[Dataset records]
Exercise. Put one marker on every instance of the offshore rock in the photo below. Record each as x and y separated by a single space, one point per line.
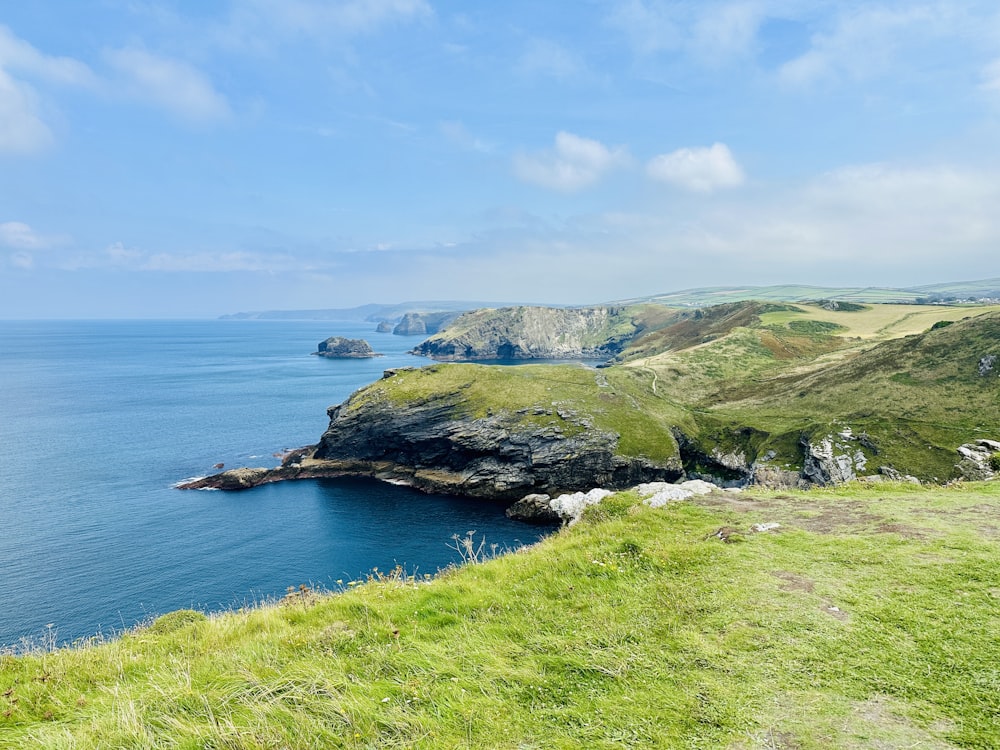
338 347
534 508
423 324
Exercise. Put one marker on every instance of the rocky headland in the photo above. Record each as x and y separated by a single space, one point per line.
338 347
733 398
525 333
423 323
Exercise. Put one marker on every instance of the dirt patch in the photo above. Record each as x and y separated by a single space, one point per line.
834 519
835 612
889 729
907 532
793 581
770 739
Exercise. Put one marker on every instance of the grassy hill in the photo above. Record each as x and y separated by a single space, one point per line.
867 619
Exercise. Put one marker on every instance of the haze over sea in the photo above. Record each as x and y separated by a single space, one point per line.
98 419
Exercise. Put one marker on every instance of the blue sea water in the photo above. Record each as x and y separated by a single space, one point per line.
98 420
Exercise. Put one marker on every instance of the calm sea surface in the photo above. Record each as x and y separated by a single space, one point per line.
99 419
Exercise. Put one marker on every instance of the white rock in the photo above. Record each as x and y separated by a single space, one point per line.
651 488
698 486
570 506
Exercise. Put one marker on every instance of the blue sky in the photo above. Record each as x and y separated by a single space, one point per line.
196 158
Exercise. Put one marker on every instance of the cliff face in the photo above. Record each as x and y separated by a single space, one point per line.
504 455
423 324
524 333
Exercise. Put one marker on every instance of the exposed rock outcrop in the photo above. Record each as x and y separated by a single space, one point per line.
986 364
423 324
833 459
975 463
430 445
338 347
525 333
534 508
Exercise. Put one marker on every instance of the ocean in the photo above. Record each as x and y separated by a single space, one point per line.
98 421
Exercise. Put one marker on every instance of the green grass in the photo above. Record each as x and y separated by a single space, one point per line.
615 400
867 620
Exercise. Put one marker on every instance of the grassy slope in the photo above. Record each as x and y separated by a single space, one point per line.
615 400
782 370
867 620
805 370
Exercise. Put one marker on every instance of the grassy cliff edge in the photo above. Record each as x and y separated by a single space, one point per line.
866 619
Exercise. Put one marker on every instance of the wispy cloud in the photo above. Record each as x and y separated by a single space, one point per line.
701 170
864 42
17 54
547 58
16 234
23 130
255 23
458 134
574 163
991 76
173 85
710 32
25 242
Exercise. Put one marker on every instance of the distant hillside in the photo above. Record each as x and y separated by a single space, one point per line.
985 290
981 290
371 312
526 333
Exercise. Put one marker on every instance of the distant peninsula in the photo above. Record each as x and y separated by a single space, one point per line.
747 393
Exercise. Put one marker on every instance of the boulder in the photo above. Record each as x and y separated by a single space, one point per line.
534 508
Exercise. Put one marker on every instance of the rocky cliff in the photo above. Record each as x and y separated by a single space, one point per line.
525 333
423 324
426 428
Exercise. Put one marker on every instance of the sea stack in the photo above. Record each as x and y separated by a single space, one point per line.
338 347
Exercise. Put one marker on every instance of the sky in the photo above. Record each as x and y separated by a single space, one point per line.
193 158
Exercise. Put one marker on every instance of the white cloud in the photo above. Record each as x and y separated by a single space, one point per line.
701 170
574 163
345 17
22 127
16 54
20 236
457 133
855 219
22 130
544 57
710 32
173 85
864 42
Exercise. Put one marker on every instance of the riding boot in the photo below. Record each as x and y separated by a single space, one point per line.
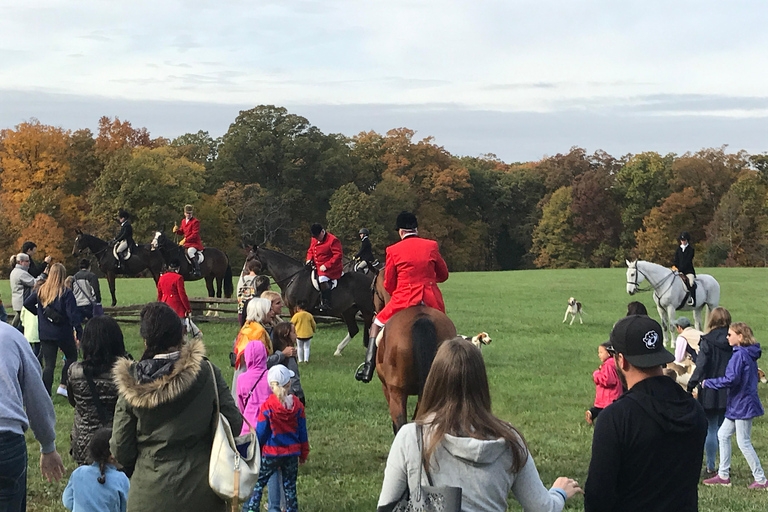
365 372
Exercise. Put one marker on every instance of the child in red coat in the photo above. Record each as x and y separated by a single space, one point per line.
607 384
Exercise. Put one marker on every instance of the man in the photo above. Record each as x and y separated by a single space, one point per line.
687 340
124 239
24 403
87 290
684 264
21 285
190 230
411 273
325 250
365 254
30 248
647 445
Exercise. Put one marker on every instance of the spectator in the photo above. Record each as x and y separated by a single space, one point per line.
57 316
714 354
23 404
92 392
164 415
22 283
647 445
99 487
465 444
87 289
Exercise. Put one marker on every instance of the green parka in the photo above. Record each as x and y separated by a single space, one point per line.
164 429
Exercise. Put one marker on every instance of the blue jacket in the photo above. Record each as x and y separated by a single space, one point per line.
741 381
65 305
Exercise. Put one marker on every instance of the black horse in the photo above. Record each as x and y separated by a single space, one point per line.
352 294
141 258
215 264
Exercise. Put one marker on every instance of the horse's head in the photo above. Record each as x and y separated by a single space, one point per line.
634 277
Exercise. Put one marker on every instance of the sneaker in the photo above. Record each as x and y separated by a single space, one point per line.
716 480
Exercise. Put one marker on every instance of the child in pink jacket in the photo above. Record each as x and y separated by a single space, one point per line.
607 384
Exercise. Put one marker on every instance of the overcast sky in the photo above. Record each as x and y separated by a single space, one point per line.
517 78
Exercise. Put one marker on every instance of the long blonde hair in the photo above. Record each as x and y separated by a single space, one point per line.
54 285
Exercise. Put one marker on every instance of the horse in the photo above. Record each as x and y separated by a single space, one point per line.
669 292
352 293
406 350
141 258
215 264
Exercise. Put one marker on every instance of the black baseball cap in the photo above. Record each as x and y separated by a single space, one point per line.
641 340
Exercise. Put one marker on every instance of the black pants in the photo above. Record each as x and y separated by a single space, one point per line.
49 349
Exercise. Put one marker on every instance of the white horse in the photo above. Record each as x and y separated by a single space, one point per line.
669 291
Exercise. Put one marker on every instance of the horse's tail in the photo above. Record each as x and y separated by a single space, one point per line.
228 287
424 337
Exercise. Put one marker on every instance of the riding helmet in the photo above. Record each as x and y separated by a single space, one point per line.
406 220
315 230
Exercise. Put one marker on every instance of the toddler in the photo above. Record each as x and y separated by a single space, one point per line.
607 384
99 487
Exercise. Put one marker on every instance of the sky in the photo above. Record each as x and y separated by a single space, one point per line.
520 79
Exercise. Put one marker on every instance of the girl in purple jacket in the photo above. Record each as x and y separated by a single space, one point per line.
743 404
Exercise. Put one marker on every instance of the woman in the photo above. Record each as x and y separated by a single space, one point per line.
164 417
465 444
92 392
714 354
57 316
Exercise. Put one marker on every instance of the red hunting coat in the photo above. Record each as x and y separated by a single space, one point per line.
328 253
413 269
170 289
190 230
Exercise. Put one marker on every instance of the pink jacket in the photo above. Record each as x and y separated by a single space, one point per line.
252 386
607 383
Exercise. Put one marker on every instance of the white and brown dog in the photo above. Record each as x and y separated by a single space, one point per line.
574 308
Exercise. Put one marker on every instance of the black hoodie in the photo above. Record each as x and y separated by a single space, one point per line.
647 450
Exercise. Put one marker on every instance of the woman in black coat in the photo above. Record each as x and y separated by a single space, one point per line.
714 354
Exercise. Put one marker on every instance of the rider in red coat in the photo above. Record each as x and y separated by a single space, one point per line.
325 250
190 230
170 289
413 269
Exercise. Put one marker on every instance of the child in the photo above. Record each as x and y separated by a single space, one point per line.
742 405
305 329
284 335
99 487
282 432
607 383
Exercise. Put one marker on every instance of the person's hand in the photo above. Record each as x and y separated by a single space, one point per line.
569 485
51 465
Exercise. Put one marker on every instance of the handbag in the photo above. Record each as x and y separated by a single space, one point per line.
232 476
427 498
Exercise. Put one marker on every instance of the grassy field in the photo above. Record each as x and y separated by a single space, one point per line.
539 370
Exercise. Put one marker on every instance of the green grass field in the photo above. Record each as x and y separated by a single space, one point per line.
539 371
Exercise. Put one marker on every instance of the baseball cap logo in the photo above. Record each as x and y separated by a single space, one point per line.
650 339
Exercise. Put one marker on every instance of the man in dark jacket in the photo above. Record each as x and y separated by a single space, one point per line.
647 445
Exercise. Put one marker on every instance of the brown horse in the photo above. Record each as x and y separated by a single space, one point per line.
406 350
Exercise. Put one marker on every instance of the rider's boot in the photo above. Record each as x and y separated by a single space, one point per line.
365 372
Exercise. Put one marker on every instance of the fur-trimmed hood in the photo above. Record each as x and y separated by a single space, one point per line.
166 388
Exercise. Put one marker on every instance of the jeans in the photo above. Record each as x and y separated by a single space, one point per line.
743 429
49 349
13 472
714 420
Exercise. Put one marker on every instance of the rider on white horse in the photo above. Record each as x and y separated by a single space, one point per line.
684 264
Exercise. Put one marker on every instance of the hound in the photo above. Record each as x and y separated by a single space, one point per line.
573 309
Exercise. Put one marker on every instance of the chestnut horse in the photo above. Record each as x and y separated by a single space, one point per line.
406 350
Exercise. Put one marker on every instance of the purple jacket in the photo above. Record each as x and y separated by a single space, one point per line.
252 386
741 381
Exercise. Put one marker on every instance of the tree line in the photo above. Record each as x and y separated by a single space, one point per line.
273 173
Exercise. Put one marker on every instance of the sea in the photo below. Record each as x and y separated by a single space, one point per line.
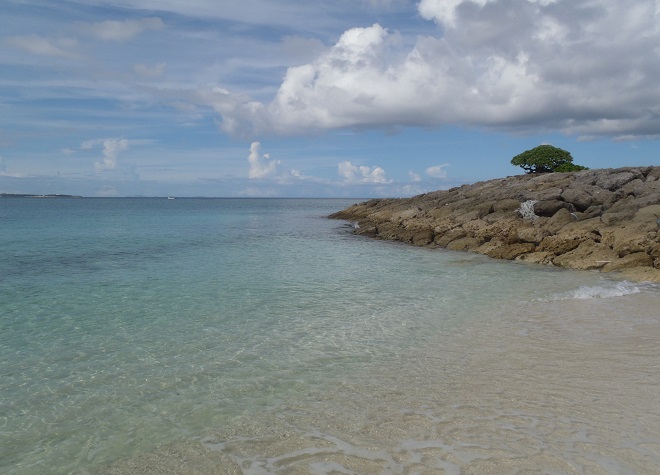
257 336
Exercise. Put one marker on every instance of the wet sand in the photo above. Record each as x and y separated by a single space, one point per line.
569 386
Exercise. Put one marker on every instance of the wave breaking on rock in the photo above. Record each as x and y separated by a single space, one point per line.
604 219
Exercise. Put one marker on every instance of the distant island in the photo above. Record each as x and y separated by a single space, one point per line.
607 220
27 195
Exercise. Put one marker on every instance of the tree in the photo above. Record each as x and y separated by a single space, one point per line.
546 159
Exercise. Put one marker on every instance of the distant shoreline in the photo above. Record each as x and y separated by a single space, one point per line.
27 195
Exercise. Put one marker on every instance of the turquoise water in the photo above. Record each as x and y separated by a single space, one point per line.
126 324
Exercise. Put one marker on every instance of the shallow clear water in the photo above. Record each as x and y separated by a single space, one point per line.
257 335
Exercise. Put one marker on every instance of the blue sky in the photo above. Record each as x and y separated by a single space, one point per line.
349 98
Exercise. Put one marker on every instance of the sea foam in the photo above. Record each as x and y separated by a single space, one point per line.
604 291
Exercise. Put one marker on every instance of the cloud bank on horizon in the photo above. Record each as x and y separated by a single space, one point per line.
157 97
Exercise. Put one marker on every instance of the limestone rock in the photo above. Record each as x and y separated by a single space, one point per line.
607 219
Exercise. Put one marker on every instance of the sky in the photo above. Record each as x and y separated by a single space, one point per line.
296 98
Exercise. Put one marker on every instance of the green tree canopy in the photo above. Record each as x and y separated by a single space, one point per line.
546 159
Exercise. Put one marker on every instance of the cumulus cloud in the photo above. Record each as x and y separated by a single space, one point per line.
579 67
112 30
361 174
437 171
111 148
261 166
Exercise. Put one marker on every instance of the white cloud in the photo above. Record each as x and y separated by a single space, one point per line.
112 147
579 67
437 171
112 30
261 166
361 174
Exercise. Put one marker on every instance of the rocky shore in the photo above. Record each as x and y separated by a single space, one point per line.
605 219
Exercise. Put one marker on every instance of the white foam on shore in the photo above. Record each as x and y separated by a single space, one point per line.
605 291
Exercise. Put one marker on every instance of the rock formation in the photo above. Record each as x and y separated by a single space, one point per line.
606 219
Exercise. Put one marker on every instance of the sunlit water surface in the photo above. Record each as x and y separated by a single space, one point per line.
257 336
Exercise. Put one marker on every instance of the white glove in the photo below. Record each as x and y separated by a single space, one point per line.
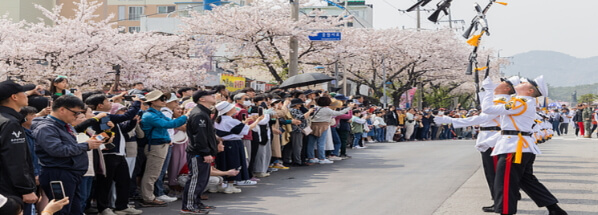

__Work to complete__
Print only the lines from the one with "Exercise. Put one marker on every instance of the white foam" through the last line of the data above, exactly and with both ends, and please omit any pictures.

__Answer section__
Exercise. Put one marker on every instance of the white foam on shore in the photo above. Record each as x and y separated by a single space, one point per line.
605 291
Exercise. Put one marker on every instance of the rock formation in the photo above. Record each as x and y separated by a single space, one point per line.
606 219
Exercise. Put one marker on every instance of the sunlit water surface in the photo above. Record each as x and y separated by a single space, one point per line.
257 336
Exercise. Put one marker on every instance of the white glove in the photo below. Record each as x and y separated by a single space, one point per line.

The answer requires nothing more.